● Information shown
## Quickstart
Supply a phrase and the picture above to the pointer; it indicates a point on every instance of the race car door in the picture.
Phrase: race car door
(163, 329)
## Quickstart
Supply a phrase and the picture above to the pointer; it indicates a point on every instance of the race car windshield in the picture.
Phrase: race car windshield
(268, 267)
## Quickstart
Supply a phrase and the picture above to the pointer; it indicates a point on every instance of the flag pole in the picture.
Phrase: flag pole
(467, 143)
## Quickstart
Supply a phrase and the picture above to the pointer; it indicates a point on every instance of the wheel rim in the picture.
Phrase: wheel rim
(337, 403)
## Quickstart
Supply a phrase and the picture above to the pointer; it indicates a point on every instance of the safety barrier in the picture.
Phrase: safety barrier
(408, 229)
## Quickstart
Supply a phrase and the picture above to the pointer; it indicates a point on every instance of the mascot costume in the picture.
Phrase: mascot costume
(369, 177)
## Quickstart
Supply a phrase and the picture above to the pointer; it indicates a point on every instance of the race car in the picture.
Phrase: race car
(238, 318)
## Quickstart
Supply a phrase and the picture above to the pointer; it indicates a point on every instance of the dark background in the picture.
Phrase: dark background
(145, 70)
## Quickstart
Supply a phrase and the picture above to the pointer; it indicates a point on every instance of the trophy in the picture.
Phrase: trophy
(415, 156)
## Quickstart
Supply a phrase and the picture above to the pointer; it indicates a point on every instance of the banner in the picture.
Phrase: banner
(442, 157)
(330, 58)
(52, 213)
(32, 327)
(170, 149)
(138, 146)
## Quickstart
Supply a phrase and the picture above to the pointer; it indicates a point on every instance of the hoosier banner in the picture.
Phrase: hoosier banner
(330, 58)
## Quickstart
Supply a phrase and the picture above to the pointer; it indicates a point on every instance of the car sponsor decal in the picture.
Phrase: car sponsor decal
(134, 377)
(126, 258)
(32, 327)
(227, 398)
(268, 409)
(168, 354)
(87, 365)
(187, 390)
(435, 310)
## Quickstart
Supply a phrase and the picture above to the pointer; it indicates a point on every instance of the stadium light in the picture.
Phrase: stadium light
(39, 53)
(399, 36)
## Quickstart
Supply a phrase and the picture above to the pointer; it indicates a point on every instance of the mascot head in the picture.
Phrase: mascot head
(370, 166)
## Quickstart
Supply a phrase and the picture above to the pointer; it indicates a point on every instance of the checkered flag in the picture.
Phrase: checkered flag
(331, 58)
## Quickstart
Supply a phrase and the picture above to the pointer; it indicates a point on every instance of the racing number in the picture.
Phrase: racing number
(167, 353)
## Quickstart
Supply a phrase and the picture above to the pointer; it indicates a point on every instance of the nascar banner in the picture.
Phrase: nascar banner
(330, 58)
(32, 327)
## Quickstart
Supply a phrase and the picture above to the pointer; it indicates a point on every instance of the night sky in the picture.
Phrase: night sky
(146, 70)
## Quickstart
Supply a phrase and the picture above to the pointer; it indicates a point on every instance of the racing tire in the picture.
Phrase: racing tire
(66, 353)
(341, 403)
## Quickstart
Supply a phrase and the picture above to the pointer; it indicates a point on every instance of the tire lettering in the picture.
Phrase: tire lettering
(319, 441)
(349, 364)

● Required work
Copy every record above exactly as it appears.

● Result for this task
## Quickstart
Supply a phrase and the picture above to the pointer; it indicates a point on every instance of the race car door in the picture.
Phrase: race car door
(163, 329)
## Quickstart
Supply a phrase and the picture above to the pointer; it indicates a point on every instance of the race car windshield in the picture.
Phrase: race car windshield
(268, 267)
## Quickstart
Supply a phrase and the picture above to the pointer; it indicates a point on every instance of the flag pole in the picture.
Phrase: flag pole
(467, 143)
## Quickstart
Supply a phrase and the picture above to the pointer; it indicates a point on every instance of the wheel rim in the picture.
Phrase: wheel rim
(337, 403)
## Quickstart
Supply a phrase and the picture above to the pointer; it indicates a point on every instance of the safety barrier in the picture.
Phrase: safety barrier
(408, 229)
## Quickstart
Supply a phrase and the picture above to the pointer; it indicates a point on every instance of the mascot costume in the picture.
Phrase: mascot costume
(369, 177)
## Quickstart
Supply a phrase and the picture above to the pointer; it indicates a point on every instance of the race car in the picture.
Phrase: race car
(238, 318)
## Quickstart
Supply a phrase and the picture above to the pointer; it indicates a point on every instance of the dark background in the picture.
Phrase: dark background
(145, 70)
## Quickstart
Supply a phrase and the picture above to the pointer; it indicates a point on every instance of the trophy in the picture.
Phrase: trophy
(415, 156)
## Quickstart
Supply a phrase and the picture above to the pointer; it indicates a point on every instance of the banner in the picture.
Phrase: banner
(442, 157)
(330, 58)
(52, 213)
(32, 327)
(170, 149)
(138, 146)
## Quickstart
Supply a phrase and the picture above to the pointer; it indicates a point on every instance of the hoosier banner in the picture.
Phrase: hoosier banner
(330, 58)
## Quickstart
Supply a phrase and the picture above to the pointer; it indicates a point on every instance of the car sponsor decal in the picture.
Phrase: car sponsor decal
(134, 377)
(126, 258)
(32, 327)
(227, 398)
(268, 409)
(168, 354)
(87, 365)
(187, 390)
(435, 310)
## Quickstart
Supply a phrase and the picture above to the pointer; it indicates a point on every instance of the stadium light in the picture.
Phrase: stadium light
(39, 53)
(399, 36)
## Quickstart
Supply a phrase and the picture above to the pointer; it indicates a point on every instance of the mascot head in the picture.
Phrase: mascot head
(370, 166)
## Quickstart
Supply a phrase and the picture above to the pointer; it indicates a point on every instance of the checkered flag in the picture.
Phrase: checkered flag
(331, 58)
## Quickstart
Supply a phrase and the picture above to the pointer; it indicates a point on every instance of the racing number in the picture.
Phrase: racing number
(167, 353)
## Quickstart
Supply a phrase and the picture above to the pointer; it indicates a point on every instance of the nascar banner in the picture.
Phrase: nascar banner
(330, 58)
(32, 327)
## Quickstart
Supply a phrase and the picture above to the pointer; it indicates a point on every instance of the night sky in the picture.
Phrase: night sky
(146, 70)
## Quickstart
Supply a phrase and the picture above to the pointer; it indicates a point on every instance of the racing tire in the picture.
Phrase: racing tire
(66, 353)
(341, 403)
## Quickstart
Supply a phrase and the picture above to the pointer; it indicates a point on every instance of the tire lettering in the picture.
Phrase: tire lettering
(319, 441)
(349, 364)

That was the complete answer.